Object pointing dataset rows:
* * * *

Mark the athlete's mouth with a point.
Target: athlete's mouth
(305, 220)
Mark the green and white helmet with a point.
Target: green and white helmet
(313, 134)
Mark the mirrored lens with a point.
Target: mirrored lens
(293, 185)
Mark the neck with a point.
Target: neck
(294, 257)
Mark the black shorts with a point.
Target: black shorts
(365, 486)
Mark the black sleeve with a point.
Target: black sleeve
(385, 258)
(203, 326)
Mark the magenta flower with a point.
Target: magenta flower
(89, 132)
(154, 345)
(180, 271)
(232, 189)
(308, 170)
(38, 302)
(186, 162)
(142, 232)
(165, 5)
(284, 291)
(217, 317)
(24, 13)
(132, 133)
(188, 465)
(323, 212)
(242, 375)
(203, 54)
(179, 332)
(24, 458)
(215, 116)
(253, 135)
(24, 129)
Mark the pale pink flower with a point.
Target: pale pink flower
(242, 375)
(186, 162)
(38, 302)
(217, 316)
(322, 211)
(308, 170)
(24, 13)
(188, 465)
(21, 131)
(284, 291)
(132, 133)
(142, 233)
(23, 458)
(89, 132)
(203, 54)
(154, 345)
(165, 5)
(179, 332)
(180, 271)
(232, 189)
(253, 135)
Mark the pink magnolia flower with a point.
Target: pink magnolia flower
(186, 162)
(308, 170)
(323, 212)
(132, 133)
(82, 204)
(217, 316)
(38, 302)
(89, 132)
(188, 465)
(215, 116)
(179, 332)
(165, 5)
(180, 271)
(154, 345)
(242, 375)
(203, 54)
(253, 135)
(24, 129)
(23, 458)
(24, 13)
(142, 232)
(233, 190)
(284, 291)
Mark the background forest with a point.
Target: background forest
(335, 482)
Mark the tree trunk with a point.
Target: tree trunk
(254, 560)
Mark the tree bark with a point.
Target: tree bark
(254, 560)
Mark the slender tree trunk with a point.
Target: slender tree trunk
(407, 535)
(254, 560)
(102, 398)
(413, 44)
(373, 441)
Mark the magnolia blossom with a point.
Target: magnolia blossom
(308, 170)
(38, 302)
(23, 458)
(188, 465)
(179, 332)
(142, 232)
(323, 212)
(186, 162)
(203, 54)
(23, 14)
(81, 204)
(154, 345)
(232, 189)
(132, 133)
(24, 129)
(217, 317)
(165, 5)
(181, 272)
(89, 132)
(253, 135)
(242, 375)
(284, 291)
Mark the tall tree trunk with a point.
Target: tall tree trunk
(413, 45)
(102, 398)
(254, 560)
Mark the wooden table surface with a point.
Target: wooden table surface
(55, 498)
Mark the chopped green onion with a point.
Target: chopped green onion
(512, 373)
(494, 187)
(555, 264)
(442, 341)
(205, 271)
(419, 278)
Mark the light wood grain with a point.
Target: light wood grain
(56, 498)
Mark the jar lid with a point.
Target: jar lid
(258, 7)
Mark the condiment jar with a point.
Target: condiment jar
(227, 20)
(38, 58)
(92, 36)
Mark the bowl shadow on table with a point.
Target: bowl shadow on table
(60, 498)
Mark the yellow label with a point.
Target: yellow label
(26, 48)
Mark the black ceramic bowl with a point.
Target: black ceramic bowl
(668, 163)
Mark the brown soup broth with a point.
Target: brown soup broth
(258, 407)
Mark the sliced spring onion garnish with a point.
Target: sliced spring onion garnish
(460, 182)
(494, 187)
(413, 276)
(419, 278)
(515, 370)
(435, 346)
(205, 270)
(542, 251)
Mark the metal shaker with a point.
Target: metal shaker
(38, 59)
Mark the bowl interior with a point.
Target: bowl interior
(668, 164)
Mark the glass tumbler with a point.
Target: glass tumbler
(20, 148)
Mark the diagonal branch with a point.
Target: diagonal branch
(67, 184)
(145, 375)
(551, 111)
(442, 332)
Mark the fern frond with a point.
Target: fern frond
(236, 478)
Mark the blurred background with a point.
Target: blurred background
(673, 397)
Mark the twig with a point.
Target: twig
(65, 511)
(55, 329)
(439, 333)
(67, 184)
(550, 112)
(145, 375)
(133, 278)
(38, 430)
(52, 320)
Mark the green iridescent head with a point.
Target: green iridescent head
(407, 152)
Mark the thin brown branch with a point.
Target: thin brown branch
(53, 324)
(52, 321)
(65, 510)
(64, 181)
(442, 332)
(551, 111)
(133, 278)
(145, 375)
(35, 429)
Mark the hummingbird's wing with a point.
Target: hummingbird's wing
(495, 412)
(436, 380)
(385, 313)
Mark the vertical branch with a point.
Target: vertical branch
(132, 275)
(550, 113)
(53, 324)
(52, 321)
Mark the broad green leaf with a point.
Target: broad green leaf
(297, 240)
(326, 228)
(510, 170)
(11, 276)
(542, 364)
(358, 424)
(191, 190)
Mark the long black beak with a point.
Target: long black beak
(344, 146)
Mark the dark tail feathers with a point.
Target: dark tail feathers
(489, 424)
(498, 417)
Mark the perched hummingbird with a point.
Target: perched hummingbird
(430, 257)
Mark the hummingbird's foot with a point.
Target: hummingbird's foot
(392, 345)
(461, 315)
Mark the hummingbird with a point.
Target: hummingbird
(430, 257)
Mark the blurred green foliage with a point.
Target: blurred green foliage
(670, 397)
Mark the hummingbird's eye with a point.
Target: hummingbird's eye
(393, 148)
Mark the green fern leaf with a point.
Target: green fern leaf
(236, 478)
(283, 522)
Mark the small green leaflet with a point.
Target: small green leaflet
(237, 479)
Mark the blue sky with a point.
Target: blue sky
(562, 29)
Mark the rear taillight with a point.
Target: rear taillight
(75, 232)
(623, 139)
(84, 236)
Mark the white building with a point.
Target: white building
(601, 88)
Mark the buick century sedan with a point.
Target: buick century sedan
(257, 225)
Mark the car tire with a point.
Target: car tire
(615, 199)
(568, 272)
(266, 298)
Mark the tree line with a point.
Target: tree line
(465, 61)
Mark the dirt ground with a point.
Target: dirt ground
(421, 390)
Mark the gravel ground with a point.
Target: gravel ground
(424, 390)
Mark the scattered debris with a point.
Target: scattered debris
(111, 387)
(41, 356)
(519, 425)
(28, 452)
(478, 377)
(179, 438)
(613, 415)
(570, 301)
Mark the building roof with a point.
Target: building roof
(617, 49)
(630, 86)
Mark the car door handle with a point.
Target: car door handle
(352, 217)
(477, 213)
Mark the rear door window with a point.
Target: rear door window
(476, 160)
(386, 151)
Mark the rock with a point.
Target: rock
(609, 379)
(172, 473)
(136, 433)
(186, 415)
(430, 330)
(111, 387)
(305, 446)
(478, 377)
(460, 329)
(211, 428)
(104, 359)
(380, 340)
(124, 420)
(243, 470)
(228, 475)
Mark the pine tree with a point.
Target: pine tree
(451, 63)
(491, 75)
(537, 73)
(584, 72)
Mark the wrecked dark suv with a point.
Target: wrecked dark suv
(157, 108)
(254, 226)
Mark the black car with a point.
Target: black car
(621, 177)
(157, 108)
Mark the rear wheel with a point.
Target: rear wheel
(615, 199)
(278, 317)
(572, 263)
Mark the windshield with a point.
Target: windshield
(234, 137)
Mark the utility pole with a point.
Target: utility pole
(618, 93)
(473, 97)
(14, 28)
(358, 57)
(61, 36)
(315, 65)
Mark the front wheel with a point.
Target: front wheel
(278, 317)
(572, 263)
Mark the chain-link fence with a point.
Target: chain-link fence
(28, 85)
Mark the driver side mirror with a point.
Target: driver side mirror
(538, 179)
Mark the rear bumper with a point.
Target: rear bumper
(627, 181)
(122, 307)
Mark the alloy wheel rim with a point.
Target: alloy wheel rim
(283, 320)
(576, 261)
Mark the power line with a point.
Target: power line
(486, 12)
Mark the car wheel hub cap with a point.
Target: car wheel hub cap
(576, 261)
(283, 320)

* * * *

> **WHAT THE TASK REQUIRES**
Every record above must be duplicated exactly.

> **TASK ANSWER**
Mark the athlete's mouth with a point.
Target: athlete's mouth
(305, 220)
Mark the green and white helmet with a point.
Target: green and white helmet
(313, 134)
Mark the mirrored lens with a point.
Target: mirrored lens
(293, 185)
Mark the neck with a point.
Target: neck
(294, 257)
Mark the black shorts with a point.
Target: black shorts
(365, 486)
Mark the black sleeve with a point.
Target: black sleeve
(385, 258)
(203, 326)
Mark the magenta flower with a point.
Target: magenta flower
(89, 132)
(154, 345)
(180, 271)
(232, 189)
(308, 170)
(38, 302)
(186, 162)
(142, 232)
(165, 5)
(284, 291)
(217, 317)
(24, 13)
(132, 133)
(188, 465)
(323, 212)
(242, 375)
(203, 54)
(179, 332)
(24, 458)
(215, 116)
(253, 135)
(24, 129)
Mark the pale pink flower with a point.
Target: pale pink flower
(242, 375)
(186, 162)
(38, 302)
(217, 316)
(322, 211)
(308, 170)
(24, 13)
(188, 465)
(21, 131)
(284, 291)
(132, 133)
(142, 233)
(23, 458)
(89, 132)
(203, 54)
(154, 345)
(165, 5)
(179, 332)
(180, 271)
(232, 189)
(253, 135)
Mark the pink magnolia flower with a point.
Target: pink magnolia flower
(186, 162)
(308, 170)
(323, 212)
(132, 133)
(82, 204)
(217, 316)
(38, 302)
(89, 132)
(188, 465)
(215, 116)
(179, 332)
(165, 5)
(180, 271)
(154, 345)
(242, 375)
(203, 54)
(253, 135)
(24, 129)
(23, 458)
(24, 13)
(142, 232)
(233, 190)
(284, 291)
Mark the background forest with a point.
Target: background forest
(335, 482)
Mark the tree trunk with a point.
Target: tree trunk
(254, 560)
Mark the tree bark with a point.
Target: tree bark
(254, 560)
Mark the slender tree trunk with a point.
Target: slender tree trunk
(407, 535)
(254, 560)
(102, 398)
(413, 44)
(373, 441)
Mark the magnolia blossom with a point.
Target: magnolia blossom
(308, 170)
(38, 302)
(23, 458)
(188, 465)
(179, 332)
(142, 232)
(323, 212)
(186, 162)
(203, 54)
(23, 14)
(81, 204)
(154, 345)
(232, 189)
(132, 133)
(24, 129)
(217, 317)
(165, 5)
(181, 272)
(89, 132)
(253, 135)
(242, 375)
(284, 291)
Mark the tall tree trunk with a point.
Target: tall tree trunk
(413, 45)
(102, 398)
(254, 560)
Mark the wooden table surface with a point.
Target: wooden table surface
(55, 498)
Mark the chopped green onion with a point.
Target: chopped green onion
(512, 373)
(494, 187)
(555, 264)
(442, 341)
(205, 271)
(419, 278)
Mark the light wood grain with a point.
Target: light wood grain
(56, 498)
Mark the jar lid with a point.
Target: jar lid
(258, 7)
Mark the condiment jar with a point.
Target: condiment jar
(227, 20)
(38, 58)
(92, 36)
Mark the bowl shadow on table with a point.
Target: bowl shadow on table
(60, 498)
Mark the yellow label with a point.
Target: yellow label
(26, 48)
Mark the black ceramic bowl with a point.
Target: black ceramic bowl
(668, 163)
Mark the brown soup broth with a point.
Target: brown soup broth
(258, 407)
Mark the sliced spring onion garnish with a point.
Target: sliced spring onion garnish
(460, 182)
(494, 187)
(413, 276)
(419, 278)
(515, 370)
(435, 346)
(205, 270)
(542, 251)
Mark the metal shaker with a point.
Target: metal shaker
(38, 59)
Mark the bowl interior with a point.
Target: bowl interior
(668, 164)
Mark the glass tumbler with a point.
Target: glass tumbler
(20, 148)
Mark the diagonal branch with a point.
Target: diagonal branch
(67, 184)
(145, 375)
(551, 111)
(442, 332)
Mark the fern frond with a point.
Target: fern frond
(236, 478)
Mark the blurred background with a point.
Target: blurred background
(673, 397)
Mark the twig with a point.
Target: twig
(65, 511)
(55, 329)
(439, 333)
(67, 184)
(550, 112)
(145, 375)
(133, 278)
(38, 430)
(52, 320)
Mark the green iridescent head with a point.
Target: green iridescent head
(407, 152)
Mark the thin brown branch with a point.
Target: thin brown branch
(53, 324)
(52, 321)
(65, 510)
(64, 181)
(442, 332)
(551, 111)
(133, 278)
(145, 375)
(35, 429)
Mark the hummingbird's wing with a point.
Target: hummingbird's wing
(495, 412)
(436, 380)
(385, 313)
Mark the vertical branch with a point.
Target: vertical branch
(132, 275)
(550, 113)
(53, 324)
(52, 321)
Mark the broad green leaf with a point.
Target: broad green leaf
(297, 240)
(326, 228)
(510, 170)
(11, 276)
(542, 364)
(358, 424)
(191, 190)
Mark the long black beak with a point.
Target: long black beak
(344, 146)
Mark the dark tail feathers with a point.
Target: dark tail feathers
(489, 424)
(498, 417)
Mark the perched hummingbird with a point.
Target: perched hummingbird
(430, 257)
Mark the hummingbird's foot with a point.
Target: hummingbird's foot
(392, 345)
(461, 315)
Mark the hummingbird with a point.
Target: hummingbird
(430, 257)
Mark the blurred green foliage with a point.
Target: blurred green foliage
(670, 397)
Mark the hummingbird's eye with a point.
Target: hummingbird's eye
(393, 148)
Mark the green fern leaf with a point.
Target: green fern leaf
(236, 478)
(283, 522)
Mark the small green leaflet with a point.
Target: small green leaflet
(237, 479)
Mark the blue sky with a point.
Target: blue sky
(562, 29)
Mark the rear taillight with a point.
Target: rear taillight
(75, 232)
(623, 139)
(84, 236)
Mark the white building with a point.
Target: white building
(601, 88)
Mark the buick century sedan with a point.
Target: buick century sedan
(257, 225)
Mark the car tire with a point.
Target: car tire
(615, 199)
(568, 272)
(266, 298)
Mark the tree line with a point.
Target: tree line
(465, 61)
Mark the dirt ground with a point.
Target: dirt ground
(421, 390)
Mark the gravel ground with a point.
Target: gravel ground
(424, 390)
Mark the scattered debris with a point.
Target: scattered debris
(111, 387)
(41, 356)
(519, 425)
(28, 452)
(478, 377)
(179, 438)
(613, 415)
(570, 301)
Mark the building roof with a point.
Target: building roof
(617, 49)
(630, 86)
Mark the car door handle with a point.
Target: car door handle
(352, 217)
(477, 213)
Mark the rear door window with a point.
Target: rear door window
(476, 160)
(386, 151)
Mark the rock with a point.
Target: rock
(609, 379)
(172, 473)
(136, 433)
(186, 415)
(430, 330)
(111, 387)
(305, 446)
(478, 377)
(460, 329)
(211, 428)
(104, 359)
(380, 340)
(124, 420)
(243, 470)
(228, 475)
Mark the pine tree with a point.
Target: pine tree
(451, 63)
(491, 75)
(537, 73)
(584, 72)
Mark the wrecked dark suv with a point.
Target: wrecked dark suv
(157, 108)
(254, 226)
Mark the black car with a point.
Target: black car
(621, 177)
(157, 108)
Mark the rear wheel with a point.
Target: rear wheel
(615, 199)
(278, 317)
(572, 263)
Mark the windshield with a point.
Target: windshield
(234, 137)
Mark the utility pole with a point.
Target: utility pole
(618, 93)
(473, 97)
(14, 28)
(358, 57)
(61, 36)
(315, 65)
Mark the front wheel with a point.
Target: front wheel
(278, 317)
(572, 263)
Mark the chain-link fence with a point.
Target: chain-link fence
(28, 85)
Mark the driver side mirror with a point.
Target: driver side mirror
(538, 179)
Mark the rear bumper with a point.
Target: rear bumper
(627, 181)
(122, 307)
Mark the alloy wheel rim with a point.
Target: alloy wheel rim
(283, 320)
(576, 261)
Mark the power line with a point.
Target: power line
(486, 12)
Mark the car wheel hub cap with a point.
Target: car wheel hub cap
(576, 261)
(283, 320)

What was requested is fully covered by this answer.